# [EXERCISE GOAL]
Your reply should be the complete data, reproduced exactly.

Stored data entries

>>>>

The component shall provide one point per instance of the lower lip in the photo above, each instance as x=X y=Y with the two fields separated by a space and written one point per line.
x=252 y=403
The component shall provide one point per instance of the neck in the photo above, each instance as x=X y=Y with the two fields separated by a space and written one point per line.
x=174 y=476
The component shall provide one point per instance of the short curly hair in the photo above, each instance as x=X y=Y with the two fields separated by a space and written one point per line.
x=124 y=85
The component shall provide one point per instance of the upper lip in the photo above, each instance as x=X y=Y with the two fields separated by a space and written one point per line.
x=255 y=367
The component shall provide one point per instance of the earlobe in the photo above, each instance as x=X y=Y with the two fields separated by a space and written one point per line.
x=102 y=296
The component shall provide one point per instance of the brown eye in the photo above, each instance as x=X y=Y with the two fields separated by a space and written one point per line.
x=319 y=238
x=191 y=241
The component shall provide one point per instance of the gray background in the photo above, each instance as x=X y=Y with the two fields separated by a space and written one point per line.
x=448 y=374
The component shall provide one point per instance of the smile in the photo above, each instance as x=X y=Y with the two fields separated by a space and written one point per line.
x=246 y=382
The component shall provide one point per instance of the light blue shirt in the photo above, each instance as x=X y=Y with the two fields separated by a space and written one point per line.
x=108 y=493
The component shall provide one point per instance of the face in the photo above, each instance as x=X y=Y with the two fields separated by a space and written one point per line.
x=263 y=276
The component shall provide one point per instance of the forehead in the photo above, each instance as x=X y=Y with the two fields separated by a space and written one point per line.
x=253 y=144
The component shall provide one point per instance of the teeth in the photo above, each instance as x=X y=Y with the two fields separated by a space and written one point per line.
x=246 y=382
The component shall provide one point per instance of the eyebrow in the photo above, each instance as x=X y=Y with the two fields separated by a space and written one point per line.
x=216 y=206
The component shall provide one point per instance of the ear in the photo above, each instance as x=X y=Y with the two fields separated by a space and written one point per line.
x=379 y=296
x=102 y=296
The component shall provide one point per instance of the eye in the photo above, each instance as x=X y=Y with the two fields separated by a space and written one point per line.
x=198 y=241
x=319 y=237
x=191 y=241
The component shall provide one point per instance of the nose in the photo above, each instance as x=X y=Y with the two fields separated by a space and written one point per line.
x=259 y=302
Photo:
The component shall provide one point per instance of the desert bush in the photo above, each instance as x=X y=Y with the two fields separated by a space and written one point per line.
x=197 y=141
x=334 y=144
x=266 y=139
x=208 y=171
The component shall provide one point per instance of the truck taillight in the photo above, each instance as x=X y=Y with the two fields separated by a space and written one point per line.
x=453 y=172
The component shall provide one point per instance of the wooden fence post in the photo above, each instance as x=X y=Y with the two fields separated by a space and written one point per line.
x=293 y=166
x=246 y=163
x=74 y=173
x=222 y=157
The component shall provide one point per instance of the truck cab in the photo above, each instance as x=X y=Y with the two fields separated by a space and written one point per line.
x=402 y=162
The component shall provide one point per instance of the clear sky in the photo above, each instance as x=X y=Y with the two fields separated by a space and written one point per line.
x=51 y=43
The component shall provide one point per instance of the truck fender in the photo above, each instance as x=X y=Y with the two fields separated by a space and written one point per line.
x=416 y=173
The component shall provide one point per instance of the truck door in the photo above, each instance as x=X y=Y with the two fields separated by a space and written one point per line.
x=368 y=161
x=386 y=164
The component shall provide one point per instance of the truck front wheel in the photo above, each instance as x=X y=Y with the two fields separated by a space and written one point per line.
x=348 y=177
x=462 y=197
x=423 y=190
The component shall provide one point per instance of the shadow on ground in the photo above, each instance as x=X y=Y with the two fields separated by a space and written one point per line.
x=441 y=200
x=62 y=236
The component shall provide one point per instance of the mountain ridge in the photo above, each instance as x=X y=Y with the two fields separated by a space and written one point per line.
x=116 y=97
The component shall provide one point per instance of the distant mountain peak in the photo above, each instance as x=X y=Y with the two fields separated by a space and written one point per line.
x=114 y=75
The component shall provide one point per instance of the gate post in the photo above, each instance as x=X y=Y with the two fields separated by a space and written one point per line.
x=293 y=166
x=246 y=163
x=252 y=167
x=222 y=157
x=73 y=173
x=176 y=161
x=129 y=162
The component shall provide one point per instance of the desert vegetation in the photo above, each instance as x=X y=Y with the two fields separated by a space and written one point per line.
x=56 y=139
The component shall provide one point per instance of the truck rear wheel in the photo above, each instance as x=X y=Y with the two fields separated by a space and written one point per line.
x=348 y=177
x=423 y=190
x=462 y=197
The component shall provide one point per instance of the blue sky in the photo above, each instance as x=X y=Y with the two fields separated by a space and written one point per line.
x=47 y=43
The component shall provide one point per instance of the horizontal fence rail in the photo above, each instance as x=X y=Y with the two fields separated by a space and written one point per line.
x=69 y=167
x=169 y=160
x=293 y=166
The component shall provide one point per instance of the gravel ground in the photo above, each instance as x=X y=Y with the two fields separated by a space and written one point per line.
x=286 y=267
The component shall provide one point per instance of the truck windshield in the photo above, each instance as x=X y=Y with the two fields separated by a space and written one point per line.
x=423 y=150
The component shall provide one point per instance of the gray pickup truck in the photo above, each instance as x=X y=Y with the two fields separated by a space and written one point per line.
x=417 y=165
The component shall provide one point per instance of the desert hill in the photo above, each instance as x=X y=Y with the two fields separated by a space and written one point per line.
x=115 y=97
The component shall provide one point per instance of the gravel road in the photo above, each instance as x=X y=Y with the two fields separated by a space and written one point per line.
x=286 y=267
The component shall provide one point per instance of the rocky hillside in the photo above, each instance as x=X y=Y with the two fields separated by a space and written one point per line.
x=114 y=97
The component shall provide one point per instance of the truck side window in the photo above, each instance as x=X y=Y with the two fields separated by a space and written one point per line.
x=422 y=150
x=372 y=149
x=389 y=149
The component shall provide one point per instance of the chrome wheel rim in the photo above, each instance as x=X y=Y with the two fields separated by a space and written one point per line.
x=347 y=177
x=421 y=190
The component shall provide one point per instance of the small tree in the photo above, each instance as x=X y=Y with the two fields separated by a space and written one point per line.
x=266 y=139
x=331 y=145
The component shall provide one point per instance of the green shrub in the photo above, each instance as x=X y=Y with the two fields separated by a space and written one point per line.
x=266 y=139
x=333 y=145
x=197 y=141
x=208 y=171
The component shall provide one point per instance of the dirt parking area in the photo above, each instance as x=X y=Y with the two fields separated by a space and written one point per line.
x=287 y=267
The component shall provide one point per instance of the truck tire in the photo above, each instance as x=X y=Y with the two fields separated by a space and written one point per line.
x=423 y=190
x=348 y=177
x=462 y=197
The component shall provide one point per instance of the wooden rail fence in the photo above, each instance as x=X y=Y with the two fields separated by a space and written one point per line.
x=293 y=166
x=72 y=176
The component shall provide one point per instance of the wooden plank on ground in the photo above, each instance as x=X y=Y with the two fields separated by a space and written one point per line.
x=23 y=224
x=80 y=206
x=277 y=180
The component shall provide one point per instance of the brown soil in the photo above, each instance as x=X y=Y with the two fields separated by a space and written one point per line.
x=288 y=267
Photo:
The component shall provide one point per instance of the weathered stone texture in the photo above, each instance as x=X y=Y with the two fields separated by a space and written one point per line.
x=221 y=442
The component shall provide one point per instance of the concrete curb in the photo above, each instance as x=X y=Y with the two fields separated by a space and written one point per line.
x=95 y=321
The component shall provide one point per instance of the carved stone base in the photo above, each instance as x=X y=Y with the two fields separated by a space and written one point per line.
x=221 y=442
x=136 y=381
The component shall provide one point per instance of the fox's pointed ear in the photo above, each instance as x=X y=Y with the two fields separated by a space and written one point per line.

<<<<

# [ANSWER FOR THIS EXERCISE]
The component shall provide one point per instance of the lower lip in the photo above, each instance as x=X y=Y with the two fields separated by a space and written one point per line.
x=252 y=403
The component shall provide one point per instance of the neck in the photo above, each instance as x=X y=Y with the two fields separated by a space and written one point per line.
x=174 y=476
The component shall provide one point per instance of the short curly hair in the photo above, each instance as x=X y=Y with the two fields separated by a space and written one point per line.
x=124 y=85
The component shall provide one point per instance of the upper lip in the photo above, each instance as x=X y=Y with the two fields separated by a space and written one point per line.
x=255 y=367
The component shall provide one point per instance of the earlobe in the photo above, each instance as x=X y=Y with the two fields separated by a space and written one point per line.
x=102 y=296
The component shall provide one point per instance of the brown eye in the photo above, each instance as x=X y=Y with the two fields separated by a space and written one point per line.
x=319 y=238
x=191 y=241
The component shall provide one point per instance of the gray background in the photo above, each instance as x=X y=Y with the two fields separated by a space and written one point per line.
x=448 y=374
The component shall provide one point per instance of the smile in the photo above, each instance as x=X y=Y with the two fields separated by a space and written one point per line.
x=246 y=382
The component shall provide one point per instance of the light blue shirt in the photo above, each instance as x=X y=Y with the two fields separated by a space and written one point per line.
x=108 y=493
The component shall provide one point per instance of the face in the photo above, each instance as x=X y=Y with the two fields separated by a space and written one point per line.
x=263 y=276
The component shall provide one point per instance of the forehead in the photo above, each instance as x=X y=Y with the two fields separated by a space and written one point per line.
x=253 y=144
The component shall provide one point per instance of the teeth in the photo above, each instance as x=X y=Y with the two fields separated by a space and written one point per line.
x=246 y=382
The component shall provide one point per instance of the eyebrow in the photo above, each instance as x=X y=Y with the two fields separated by a space and written one point per line.
x=216 y=206
The component shall provide one point per instance of the ear in the photo above, each instance as x=X y=Y with the two fields separated by a space and written one point per line.
x=379 y=296
x=102 y=296
The component shall provide one point per instance of the eye in the photo above, each instance as x=X y=Y with the two fields separated by a space and written one point per line.
x=198 y=241
x=319 y=237
x=191 y=241
The component shall provide one point per instance of the nose in the photo above, each instance as x=X y=Y with the two fields separated by a space and written one point per line.
x=259 y=302
Photo:
The component shall provide one point per instance of the desert bush in the photo above, each instance as x=X y=Y with the two fields separated by a space and written one point per line.
x=197 y=141
x=334 y=144
x=266 y=139
x=208 y=171
The component shall provide one point per instance of the truck taillight in the photo above, each instance as x=X y=Y with the two fields separated by a space and written one point per line.
x=453 y=172
The component shall provide one point per instance of the wooden fence post in the photo above, each instance as x=X y=Y with the two fields separated by a space and written one point per line.
x=293 y=166
x=246 y=163
x=74 y=173
x=222 y=157
The component shall provide one point per instance of the truck cab in the photo above, each instance as x=X y=Y with the two fields separated by a space and written one point per line.
x=402 y=162
The component shall provide one point per instance of the clear sky in the photo above, each instance as x=X y=Y with the two fields separated by a space and written one point per line.
x=51 y=43
The component shall provide one point per instance of the truck fender in the photo above, each instance as x=X y=Y with the two fields separated by a space and written one point per line.
x=416 y=173
The component shall provide one point per instance of the truck door in the photo above, each instance as x=X y=Y with the two fields separated by a space and written one point per line.
x=368 y=161
x=386 y=164
The component shall provide one point per instance of the truck front wheel in the photo above, each instance as x=X y=Y with the two fields separated by a space and written one point per line.
x=348 y=177
x=462 y=197
x=423 y=190
The component shall provide one point per instance of the shadow on ground in the photo above, each instance as x=X y=Y with the two fields separated by a space and written one point per line.
x=441 y=200
x=62 y=236
The component shall provide one point per instance of the mountain ridge in the photo above, each instance as x=X y=Y with the two fields separated by a space and written one point per line.
x=116 y=97
The component shall provide one point per instance of the distant mountain peak in the photo above, each instance as x=X y=Y with the two fields separated by a space and written one point per line.
x=114 y=75
The component shall provide one point per instance of the gate post in the photo above, each instance as x=X y=Y with the two fields separated by a space and written one point per line.
x=293 y=166
x=246 y=163
x=252 y=167
x=222 y=157
x=73 y=173
x=176 y=161
x=129 y=162
The component shall provide one point per instance of the desert vegetation in the photo above, each instance as x=X y=Y with the two fields separated by a space and written one point per line.
x=56 y=139
The component shall provide one point per instance of the truck rear wheel in the photo above, each instance as x=X y=Y with the two fields separated by a space and written one point per line.
x=348 y=177
x=423 y=190
x=462 y=197
The component shall provide one point per instance of the blue sky in the photo above, each instance as x=X y=Y with the two fields separated by a space and written one point per line.
x=47 y=43
The component shall provide one point per instance of the horizontal fence rail in the photo above, each instance as x=X y=Y with the two fields separated by a space and written one point per line.
x=69 y=167
x=169 y=160
x=293 y=166
The component shall provide one point per instance of the gravel ground in the photo above, each instance as x=X y=Y with the two fields separated by a space and written one point per line.
x=286 y=267
The component shall provide one point per instance of the truck windshield in the photo above, each instance as x=X y=Y with the two fields separated by a space and written one point per line.
x=423 y=150
The component shall provide one point per instance of the gray pickup truck in the photo above, each instance as x=X y=Y with the two fields separated by a space and written one point per line.
x=417 y=165
The component shall provide one point per instance of the desert hill in the photo above, each instance as x=X y=Y with the two fields separated by a space and written one point per line.
x=115 y=97
The component shall provide one point per instance of the gravel road in the photo above, each instance as x=X y=Y with the two fields separated by a space and written one point per line.
x=286 y=267
The component shall provide one point per instance of the rocky hillside in the photo above, each instance as x=X y=Y with the two fields separated by a space and written one point per line.
x=114 y=97
The component shall provide one point per instance of the truck side window in the photo above, each instance as x=X y=Y with the two fields separated by a space and written one point per line.
x=422 y=150
x=372 y=149
x=389 y=149
The component shall provide one point per instance of the chrome wheel rim in the photo above, each instance as x=X y=Y with the two fields separated by a space and written one point per line.
x=347 y=177
x=421 y=190
The component shall provide one point per instance of the small tree in the photo above, each instance as x=X y=Y with the two fields separated by a space and written one point per line.
x=266 y=139
x=331 y=145
The component shall provide one point per instance of the green shrub in the photo above, each instance as x=X y=Y with the two fields separated by a space and written one point per line.
x=266 y=139
x=333 y=145
x=197 y=141
x=208 y=171
The component shall provide one point per instance of the dirt parking area in the photo above, each instance as x=X y=Y with the two fields separated by a space and written one point per line.
x=287 y=267
The component shall provide one point per instance of the truck tire in the photo above, each instance as x=X y=Y with the two fields separated by a space and written one point per line.
x=423 y=190
x=348 y=177
x=462 y=197
The component shall provide one point per instance of the wooden rail fence in the photo above, each instance as x=X y=Y with the two fields separated by a space and written one point per line.
x=293 y=166
x=72 y=176
The component shall provide one point per instance of the wooden plank on ground in the photo above, each instance as x=X y=Y with the two fields separated by a space and written one point per line.
x=23 y=224
x=80 y=206
x=277 y=180
The component shall provide one point per instance of the brown soil in the photo above, each instance as x=X y=Y with the two fields separated by a space and written one point per line.
x=288 y=267
Photo:
The component shall provide one point per instance of the weathered stone texture in the photo above, each instance as x=X y=Y with the two fields separated by a space and written one point per line.
x=221 y=442
The component shall provide one point per instance of the concrete curb in the photo above, each instance as x=X y=Y with the two fields separated by a space and written one point per line.
x=95 y=321
The component shall provide one point per instance of the carved stone base in the photo above, each instance as x=X y=Y with the two fields separated by a space and written one point per line.
x=221 y=442
x=136 y=381
The component shall provide one point per instance of the fox's pointed ear in the photo above, each instance as x=X y=Y with the two fields separated by a space and written one point per line.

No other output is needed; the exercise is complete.